■ **Instructions for the task**: Begin at the line with "box: [301, 264, 314, 296]" and write out every line after it, exactly, through the last line below, adding nothing.

Stored items from a collection:
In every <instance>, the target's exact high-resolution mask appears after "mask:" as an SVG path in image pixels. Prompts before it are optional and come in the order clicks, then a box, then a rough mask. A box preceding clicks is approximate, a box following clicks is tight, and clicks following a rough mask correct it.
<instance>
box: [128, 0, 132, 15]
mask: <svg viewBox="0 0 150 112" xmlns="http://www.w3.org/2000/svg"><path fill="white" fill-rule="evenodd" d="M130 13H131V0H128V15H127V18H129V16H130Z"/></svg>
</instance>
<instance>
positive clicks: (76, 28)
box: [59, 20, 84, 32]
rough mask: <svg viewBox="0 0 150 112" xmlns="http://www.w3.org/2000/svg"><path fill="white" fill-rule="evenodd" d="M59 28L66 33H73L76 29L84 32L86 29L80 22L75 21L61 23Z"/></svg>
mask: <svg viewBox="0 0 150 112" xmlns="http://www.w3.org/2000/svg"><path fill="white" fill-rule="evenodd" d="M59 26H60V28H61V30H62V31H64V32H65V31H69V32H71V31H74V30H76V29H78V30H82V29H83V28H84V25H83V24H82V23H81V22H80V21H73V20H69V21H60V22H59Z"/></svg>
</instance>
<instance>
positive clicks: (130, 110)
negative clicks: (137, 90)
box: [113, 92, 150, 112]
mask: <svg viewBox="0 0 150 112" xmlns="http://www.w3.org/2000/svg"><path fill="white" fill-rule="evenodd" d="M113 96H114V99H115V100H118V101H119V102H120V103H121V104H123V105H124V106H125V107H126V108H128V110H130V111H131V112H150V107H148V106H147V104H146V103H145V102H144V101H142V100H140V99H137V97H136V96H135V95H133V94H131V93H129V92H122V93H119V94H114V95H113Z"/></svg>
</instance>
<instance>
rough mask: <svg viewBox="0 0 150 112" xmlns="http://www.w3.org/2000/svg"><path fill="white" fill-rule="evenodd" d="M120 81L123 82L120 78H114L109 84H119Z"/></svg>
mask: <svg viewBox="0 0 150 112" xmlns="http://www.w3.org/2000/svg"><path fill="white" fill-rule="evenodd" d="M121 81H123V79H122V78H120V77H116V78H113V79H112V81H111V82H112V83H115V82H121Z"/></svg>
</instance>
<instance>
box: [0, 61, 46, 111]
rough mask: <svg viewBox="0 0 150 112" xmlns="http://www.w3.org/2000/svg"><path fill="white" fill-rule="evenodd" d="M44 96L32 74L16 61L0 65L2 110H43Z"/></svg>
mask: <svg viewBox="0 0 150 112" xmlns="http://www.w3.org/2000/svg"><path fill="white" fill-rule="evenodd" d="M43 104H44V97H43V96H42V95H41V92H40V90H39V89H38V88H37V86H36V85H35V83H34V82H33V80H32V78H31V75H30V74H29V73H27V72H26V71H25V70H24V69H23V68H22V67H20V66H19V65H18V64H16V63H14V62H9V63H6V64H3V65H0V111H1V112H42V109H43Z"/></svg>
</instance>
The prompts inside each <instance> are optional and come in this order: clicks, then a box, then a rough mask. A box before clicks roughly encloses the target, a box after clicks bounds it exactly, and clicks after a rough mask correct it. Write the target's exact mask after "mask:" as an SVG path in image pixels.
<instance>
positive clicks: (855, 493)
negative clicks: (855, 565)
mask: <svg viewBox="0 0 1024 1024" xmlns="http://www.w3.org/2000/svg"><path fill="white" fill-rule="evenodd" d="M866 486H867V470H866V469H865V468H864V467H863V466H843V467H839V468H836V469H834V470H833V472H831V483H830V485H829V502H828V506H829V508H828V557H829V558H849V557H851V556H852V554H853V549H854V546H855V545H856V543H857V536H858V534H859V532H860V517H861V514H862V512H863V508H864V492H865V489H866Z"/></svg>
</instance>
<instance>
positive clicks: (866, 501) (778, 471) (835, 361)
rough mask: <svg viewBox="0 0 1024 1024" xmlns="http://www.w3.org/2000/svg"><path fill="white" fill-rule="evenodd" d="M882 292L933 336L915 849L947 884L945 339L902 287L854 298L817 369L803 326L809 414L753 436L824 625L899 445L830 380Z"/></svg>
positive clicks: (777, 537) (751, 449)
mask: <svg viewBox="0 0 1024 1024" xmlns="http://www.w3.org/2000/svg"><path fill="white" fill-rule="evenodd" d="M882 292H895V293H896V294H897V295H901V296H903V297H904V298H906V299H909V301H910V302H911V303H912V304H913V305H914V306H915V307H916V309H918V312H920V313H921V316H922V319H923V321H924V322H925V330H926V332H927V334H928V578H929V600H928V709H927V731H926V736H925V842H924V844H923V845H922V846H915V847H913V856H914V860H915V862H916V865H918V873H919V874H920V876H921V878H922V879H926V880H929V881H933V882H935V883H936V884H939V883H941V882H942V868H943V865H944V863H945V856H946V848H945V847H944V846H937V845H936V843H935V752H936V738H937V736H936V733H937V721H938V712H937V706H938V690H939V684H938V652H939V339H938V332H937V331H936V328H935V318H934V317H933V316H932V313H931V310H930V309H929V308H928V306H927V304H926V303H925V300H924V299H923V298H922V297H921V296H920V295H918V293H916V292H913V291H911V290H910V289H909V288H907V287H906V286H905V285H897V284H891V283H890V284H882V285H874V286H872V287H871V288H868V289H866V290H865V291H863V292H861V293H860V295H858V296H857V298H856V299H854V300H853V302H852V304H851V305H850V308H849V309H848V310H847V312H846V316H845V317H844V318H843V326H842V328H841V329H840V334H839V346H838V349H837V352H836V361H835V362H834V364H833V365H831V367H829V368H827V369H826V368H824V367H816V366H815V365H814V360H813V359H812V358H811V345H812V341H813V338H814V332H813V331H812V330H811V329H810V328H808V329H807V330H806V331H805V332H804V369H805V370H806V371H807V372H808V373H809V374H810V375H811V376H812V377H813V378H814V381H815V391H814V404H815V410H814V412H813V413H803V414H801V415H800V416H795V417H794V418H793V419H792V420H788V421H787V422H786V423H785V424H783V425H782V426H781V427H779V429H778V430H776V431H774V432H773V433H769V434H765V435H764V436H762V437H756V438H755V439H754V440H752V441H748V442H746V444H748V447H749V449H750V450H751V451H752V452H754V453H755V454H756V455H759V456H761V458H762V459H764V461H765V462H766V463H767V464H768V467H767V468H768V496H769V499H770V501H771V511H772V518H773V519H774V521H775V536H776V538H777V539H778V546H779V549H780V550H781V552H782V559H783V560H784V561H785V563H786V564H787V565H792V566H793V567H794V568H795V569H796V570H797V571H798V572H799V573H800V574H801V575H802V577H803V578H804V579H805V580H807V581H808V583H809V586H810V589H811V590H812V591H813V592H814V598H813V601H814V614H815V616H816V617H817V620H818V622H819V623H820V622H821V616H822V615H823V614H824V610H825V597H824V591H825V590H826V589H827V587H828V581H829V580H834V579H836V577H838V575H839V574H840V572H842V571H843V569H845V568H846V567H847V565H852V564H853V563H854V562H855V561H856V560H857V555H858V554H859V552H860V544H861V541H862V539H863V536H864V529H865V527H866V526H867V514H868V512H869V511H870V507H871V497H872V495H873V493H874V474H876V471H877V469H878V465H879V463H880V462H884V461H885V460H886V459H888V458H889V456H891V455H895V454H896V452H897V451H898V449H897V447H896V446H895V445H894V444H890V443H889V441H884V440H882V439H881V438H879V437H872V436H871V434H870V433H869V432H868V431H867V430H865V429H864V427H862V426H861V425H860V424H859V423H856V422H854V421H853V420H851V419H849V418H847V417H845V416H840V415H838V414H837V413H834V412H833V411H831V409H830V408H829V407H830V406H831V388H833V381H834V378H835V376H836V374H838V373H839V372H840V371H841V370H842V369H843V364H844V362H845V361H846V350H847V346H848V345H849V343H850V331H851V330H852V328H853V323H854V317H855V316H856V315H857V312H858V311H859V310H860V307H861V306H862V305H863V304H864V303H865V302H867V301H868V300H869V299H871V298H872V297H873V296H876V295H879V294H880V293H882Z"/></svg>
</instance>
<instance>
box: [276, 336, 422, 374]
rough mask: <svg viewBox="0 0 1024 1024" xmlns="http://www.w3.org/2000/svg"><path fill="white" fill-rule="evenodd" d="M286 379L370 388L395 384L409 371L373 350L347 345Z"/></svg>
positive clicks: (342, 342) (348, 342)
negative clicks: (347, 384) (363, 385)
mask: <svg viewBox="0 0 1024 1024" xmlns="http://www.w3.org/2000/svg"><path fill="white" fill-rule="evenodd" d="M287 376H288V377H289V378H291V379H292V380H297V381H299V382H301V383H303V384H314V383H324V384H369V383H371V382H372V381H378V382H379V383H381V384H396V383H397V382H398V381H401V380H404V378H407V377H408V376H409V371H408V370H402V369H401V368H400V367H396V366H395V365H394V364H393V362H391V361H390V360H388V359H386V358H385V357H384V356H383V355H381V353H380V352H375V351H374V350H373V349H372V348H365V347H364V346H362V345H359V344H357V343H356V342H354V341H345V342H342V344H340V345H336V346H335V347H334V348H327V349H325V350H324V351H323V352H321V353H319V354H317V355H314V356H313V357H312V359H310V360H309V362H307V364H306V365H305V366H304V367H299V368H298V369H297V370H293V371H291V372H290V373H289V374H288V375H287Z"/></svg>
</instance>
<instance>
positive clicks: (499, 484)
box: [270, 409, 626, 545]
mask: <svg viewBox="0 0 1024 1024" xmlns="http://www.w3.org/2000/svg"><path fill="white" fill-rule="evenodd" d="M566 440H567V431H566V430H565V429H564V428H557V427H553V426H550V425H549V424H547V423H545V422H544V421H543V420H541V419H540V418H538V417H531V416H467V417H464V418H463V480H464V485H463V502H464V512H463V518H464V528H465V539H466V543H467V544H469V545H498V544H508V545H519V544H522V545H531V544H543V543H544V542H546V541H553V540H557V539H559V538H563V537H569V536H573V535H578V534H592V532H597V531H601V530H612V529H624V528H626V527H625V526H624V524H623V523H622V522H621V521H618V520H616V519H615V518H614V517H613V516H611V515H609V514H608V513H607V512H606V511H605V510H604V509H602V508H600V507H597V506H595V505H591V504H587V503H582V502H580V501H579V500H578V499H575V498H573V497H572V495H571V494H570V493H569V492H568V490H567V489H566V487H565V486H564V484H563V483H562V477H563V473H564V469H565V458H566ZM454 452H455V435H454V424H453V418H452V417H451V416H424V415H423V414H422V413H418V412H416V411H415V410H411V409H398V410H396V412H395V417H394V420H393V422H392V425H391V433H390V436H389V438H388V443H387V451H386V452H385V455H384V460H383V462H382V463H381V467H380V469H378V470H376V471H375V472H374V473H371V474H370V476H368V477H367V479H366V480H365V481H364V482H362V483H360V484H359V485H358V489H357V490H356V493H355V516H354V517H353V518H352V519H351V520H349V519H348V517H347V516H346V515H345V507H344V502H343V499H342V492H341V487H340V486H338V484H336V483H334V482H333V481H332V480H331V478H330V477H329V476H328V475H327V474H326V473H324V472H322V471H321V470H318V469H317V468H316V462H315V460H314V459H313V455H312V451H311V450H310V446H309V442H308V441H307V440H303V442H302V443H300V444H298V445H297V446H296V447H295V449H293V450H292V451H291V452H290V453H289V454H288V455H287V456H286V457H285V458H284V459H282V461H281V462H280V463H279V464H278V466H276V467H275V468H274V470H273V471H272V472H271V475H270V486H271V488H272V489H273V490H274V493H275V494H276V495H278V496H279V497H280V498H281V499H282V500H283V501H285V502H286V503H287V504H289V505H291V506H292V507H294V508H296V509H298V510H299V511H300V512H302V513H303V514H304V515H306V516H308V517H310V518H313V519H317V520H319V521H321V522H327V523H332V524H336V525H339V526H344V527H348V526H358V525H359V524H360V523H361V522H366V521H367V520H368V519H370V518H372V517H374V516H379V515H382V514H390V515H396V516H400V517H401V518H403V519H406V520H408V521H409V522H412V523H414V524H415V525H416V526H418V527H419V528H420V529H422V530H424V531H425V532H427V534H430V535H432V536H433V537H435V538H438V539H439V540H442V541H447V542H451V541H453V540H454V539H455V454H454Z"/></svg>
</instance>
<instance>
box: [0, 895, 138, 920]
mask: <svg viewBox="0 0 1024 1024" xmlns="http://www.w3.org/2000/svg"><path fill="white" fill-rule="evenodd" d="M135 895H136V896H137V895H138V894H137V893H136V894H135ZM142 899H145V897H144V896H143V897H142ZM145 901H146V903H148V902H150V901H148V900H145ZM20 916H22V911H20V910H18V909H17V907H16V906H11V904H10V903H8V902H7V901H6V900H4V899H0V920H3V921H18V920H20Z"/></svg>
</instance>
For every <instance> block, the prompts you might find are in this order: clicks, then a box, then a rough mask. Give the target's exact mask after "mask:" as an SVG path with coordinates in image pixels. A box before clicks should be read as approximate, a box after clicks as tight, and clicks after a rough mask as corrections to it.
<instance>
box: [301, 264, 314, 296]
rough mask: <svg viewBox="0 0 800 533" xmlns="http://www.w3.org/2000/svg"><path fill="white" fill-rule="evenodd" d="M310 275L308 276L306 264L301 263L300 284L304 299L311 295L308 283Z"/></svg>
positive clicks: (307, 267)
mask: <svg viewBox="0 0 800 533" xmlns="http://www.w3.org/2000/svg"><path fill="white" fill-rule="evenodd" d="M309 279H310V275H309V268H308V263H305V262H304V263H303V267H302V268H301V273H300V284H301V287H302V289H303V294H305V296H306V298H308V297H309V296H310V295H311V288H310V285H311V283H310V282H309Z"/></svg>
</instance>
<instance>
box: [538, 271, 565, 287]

■ **Written reply**:
box: [301, 264, 314, 296]
rough mask: <svg viewBox="0 0 800 533" xmlns="http://www.w3.org/2000/svg"><path fill="white" fill-rule="evenodd" d="M310 275L308 276L306 264L301 263L300 284L304 299L311 295L308 283Z"/></svg>
positive clicks: (307, 267)
mask: <svg viewBox="0 0 800 533" xmlns="http://www.w3.org/2000/svg"><path fill="white" fill-rule="evenodd" d="M309 279H310V275H309V268H308V263H305V262H304V263H303V267H302V268H301V273H300V284H301V287H302V289H303V294H305V296H306V298H308V297H309V296H310V295H311V288H310V285H311V283H310V282H309Z"/></svg>
</instance>
<instance>
box: [538, 271, 565, 287]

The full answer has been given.